[Start of Input rows]

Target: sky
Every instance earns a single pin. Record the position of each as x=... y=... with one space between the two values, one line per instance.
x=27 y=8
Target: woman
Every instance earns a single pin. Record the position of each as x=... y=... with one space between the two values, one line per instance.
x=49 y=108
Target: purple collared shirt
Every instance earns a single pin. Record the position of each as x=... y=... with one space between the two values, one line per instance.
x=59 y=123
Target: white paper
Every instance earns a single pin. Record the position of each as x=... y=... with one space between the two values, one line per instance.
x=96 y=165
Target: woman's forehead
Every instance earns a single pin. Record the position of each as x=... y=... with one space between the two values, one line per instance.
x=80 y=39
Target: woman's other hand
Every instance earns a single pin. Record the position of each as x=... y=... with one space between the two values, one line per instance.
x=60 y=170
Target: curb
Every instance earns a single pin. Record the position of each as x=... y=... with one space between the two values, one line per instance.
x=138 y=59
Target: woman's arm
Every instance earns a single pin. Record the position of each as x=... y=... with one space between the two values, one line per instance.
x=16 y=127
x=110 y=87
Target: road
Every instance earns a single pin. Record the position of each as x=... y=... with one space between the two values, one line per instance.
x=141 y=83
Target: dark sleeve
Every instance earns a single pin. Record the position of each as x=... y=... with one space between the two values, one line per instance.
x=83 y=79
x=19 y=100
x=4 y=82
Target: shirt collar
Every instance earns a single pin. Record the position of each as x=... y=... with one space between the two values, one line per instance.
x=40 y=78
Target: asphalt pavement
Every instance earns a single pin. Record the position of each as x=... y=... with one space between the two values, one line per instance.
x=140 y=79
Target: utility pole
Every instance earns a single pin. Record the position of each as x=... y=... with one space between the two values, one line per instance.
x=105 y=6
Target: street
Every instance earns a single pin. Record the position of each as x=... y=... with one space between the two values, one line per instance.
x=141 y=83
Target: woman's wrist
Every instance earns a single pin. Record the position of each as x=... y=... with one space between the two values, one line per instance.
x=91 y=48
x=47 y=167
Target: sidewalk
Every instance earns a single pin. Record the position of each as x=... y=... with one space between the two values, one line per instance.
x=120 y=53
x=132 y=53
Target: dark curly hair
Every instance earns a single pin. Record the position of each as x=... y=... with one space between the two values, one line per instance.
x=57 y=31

[End of Input rows]

- _Task objective_:
Transcribe the entire listing above, reproducing every line without any change.

- _Solution for this exercise_:
Target: sky
Every instance earns a single pin. Record the position of each as x=... y=... with one space between the two values, one line per instance.
x=27 y=8
Target: woman
Every instance earns a single pin. Record the position of each as x=... y=... with one space between the two values, one line per instance.
x=49 y=108
Target: purple collared shirt
Every instance earns a single pin. Record the position of each as x=... y=... with one space between the two values, one line per instance.
x=59 y=123
Target: white paper
Every instance earns a single pin. Record the position of each as x=... y=... with one space between the two values, one line per instance.
x=96 y=165
Target: woman's forehead
Every instance earns a single pin. Record the position of each as x=... y=... with one space between the two values, one line per instance.
x=80 y=39
Target: woman's other hand
Every instance earns a single pin. Record the position of each as x=... y=... with one space between the two values, one line per instance.
x=60 y=170
Target: curb
Every instance earns a single pin. Record the position of each as x=... y=... with one space between the two values, one line per instance.
x=138 y=59
Target: woman's arm
Every instance earns a single pin. Record the position of each as x=... y=... with one space between the two values, one line per instance.
x=16 y=127
x=110 y=87
Target: road
Every instance earns a single pin. Record the position of each as x=... y=... with one space between the two values, one line per instance.
x=141 y=83
Target: dark sleeve
Every instance earns a single pin. Record the position of each as x=... y=... with one space between the two values, one line per instance.
x=83 y=79
x=19 y=100
x=4 y=82
Target: shirt collar
Every instance earns a single pin. Record the position of each as x=... y=... with one space between the two values, one line per instance.
x=40 y=78
Target: asphalt pavement
Every instance earns a single pin. Record the position of each as x=... y=... with one space between the two values, one line per instance.
x=140 y=79
Target: utility pole
Every instance earns a single pin. Record the position of each as x=... y=... with one space between the two values, one line per instance.
x=105 y=6
Target: street
Every instance earns a single pin. Record the position of each as x=... y=... with one space between the two values, one line per instance.
x=141 y=83
Target: woman's wrist
Every instance earns a single pin. Record the position of each as x=... y=... with one space between the two values, one line per instance.
x=91 y=48
x=47 y=167
Target: sidewalk
Every instance earns a single pin. Record the position of each as x=... y=... with one space between the two values, one line per instance.
x=120 y=53
x=132 y=53
Target: dark curly hair
Every instance earns a single pin. Record the position of each as x=... y=... with one space between the two values, one line per instance.
x=57 y=31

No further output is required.